Coordinate annotation entries =>
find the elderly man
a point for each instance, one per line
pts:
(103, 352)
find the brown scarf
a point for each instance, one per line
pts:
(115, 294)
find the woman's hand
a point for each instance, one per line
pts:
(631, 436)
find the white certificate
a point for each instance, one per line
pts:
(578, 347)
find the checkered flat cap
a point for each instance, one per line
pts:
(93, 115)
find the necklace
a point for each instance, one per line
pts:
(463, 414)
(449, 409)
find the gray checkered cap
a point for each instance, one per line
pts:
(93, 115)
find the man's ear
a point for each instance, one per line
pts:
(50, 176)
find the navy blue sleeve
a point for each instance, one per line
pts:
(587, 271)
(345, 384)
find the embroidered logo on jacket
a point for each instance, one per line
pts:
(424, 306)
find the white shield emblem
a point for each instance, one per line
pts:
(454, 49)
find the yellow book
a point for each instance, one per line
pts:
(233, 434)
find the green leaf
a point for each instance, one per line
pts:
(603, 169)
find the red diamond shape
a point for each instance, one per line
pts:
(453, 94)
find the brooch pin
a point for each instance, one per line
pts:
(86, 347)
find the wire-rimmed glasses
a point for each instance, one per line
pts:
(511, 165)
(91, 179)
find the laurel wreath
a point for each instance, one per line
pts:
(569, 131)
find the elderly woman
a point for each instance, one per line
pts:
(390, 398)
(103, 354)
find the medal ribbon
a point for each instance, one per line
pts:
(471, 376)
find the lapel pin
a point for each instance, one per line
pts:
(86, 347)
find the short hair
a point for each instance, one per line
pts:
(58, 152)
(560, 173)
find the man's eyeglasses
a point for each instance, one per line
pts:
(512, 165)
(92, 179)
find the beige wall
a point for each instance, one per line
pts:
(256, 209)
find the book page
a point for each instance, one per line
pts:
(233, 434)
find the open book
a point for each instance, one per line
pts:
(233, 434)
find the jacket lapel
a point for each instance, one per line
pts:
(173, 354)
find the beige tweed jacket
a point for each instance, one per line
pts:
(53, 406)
---
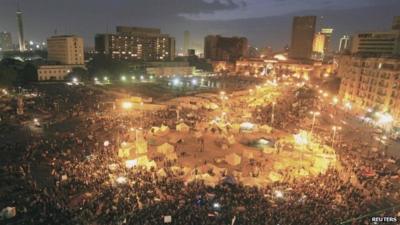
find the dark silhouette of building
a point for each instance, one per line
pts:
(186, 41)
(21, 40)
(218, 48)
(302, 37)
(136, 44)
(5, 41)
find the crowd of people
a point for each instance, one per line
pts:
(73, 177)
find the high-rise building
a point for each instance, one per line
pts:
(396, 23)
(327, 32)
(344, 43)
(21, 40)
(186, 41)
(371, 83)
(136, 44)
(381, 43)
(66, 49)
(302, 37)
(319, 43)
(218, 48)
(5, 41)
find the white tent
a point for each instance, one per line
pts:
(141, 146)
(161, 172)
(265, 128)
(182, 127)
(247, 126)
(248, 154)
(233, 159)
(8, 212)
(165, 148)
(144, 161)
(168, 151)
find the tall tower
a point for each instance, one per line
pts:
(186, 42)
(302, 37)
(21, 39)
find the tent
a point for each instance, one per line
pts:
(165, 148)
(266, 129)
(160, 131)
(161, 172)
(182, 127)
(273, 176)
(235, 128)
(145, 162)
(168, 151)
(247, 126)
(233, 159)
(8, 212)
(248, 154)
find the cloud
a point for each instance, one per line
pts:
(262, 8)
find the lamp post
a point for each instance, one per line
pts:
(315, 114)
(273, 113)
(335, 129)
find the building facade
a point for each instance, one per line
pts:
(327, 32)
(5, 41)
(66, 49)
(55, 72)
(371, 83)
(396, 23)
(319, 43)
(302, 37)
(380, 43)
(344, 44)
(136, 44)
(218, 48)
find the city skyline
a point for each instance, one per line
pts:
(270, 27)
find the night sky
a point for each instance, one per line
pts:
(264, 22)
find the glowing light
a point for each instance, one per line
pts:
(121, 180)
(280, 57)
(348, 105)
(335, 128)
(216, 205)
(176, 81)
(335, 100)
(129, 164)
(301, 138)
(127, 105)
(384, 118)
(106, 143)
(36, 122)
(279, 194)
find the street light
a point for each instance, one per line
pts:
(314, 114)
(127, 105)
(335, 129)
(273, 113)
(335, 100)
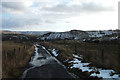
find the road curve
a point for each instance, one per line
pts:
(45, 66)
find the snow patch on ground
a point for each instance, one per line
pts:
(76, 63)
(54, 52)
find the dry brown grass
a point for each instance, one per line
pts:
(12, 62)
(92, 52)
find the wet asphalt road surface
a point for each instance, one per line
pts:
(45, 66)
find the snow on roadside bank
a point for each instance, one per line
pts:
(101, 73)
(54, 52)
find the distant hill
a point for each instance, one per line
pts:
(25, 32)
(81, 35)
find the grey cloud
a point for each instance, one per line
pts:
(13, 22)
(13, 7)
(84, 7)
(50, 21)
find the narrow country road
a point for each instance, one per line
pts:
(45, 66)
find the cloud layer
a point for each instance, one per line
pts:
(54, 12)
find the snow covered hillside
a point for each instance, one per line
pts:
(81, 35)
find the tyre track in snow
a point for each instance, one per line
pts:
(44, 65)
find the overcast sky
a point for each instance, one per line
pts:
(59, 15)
--
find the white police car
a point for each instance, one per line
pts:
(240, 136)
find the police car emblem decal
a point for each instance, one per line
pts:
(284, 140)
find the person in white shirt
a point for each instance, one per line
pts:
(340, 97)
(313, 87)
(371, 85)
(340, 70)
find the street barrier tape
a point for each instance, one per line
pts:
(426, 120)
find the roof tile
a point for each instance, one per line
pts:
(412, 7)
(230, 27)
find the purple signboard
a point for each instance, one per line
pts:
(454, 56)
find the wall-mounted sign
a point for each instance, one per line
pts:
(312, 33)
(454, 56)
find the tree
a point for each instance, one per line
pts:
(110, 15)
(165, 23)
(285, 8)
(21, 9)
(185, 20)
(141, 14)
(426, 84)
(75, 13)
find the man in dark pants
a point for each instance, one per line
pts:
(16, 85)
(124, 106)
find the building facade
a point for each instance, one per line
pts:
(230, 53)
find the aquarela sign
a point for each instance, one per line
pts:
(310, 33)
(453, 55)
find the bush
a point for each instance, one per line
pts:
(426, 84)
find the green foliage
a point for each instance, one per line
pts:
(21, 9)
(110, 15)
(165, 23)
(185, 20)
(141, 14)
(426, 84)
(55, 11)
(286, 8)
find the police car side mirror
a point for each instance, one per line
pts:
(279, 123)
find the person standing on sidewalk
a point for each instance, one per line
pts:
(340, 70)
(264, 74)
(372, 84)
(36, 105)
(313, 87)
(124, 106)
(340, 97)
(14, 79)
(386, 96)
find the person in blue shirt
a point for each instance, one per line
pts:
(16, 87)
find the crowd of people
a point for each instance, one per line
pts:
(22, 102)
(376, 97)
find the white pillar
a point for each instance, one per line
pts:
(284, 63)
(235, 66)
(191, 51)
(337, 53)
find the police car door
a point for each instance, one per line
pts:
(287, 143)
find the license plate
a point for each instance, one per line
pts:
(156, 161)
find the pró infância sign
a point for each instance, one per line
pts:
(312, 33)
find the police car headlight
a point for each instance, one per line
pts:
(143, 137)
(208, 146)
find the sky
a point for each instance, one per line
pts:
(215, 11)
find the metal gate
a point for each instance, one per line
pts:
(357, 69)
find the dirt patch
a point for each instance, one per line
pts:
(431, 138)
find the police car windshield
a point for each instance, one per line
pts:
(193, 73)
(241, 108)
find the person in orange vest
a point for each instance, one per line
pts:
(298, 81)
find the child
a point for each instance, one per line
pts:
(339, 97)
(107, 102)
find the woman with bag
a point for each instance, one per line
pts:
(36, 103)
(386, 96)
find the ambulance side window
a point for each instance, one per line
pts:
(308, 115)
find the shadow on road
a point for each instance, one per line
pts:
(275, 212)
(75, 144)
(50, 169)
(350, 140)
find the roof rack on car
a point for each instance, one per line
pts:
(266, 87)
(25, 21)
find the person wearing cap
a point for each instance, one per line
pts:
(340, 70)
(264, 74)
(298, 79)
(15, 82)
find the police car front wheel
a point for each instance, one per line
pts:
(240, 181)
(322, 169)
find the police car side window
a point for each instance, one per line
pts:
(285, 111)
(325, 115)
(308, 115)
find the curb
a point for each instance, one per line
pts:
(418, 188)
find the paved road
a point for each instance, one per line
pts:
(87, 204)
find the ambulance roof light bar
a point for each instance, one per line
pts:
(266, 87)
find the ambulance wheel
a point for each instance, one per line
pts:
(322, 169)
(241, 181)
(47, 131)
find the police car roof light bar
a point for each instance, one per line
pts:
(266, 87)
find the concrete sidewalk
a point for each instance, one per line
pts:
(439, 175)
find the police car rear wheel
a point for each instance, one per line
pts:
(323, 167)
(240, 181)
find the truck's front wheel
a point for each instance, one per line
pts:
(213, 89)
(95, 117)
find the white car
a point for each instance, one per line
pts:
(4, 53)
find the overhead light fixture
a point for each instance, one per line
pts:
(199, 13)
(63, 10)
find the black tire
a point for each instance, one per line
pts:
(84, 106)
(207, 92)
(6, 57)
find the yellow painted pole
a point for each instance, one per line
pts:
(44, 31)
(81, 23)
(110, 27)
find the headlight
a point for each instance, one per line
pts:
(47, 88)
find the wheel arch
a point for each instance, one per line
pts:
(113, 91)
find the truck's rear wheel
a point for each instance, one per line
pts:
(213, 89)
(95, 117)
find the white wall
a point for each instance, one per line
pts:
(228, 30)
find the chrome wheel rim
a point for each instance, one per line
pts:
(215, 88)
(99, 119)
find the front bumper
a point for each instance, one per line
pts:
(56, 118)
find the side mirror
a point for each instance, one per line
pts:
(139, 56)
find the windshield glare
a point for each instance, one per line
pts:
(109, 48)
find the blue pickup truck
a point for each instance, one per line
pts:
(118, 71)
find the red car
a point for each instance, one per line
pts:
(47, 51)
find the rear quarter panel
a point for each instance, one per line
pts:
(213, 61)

DIRECTIONS FOR THIS TASK => Identify every line in the items above that contains the word "beige", matching case exactly, and copy each of those lines.

REPLY =>
find the beige wall
find the beige tweed jacket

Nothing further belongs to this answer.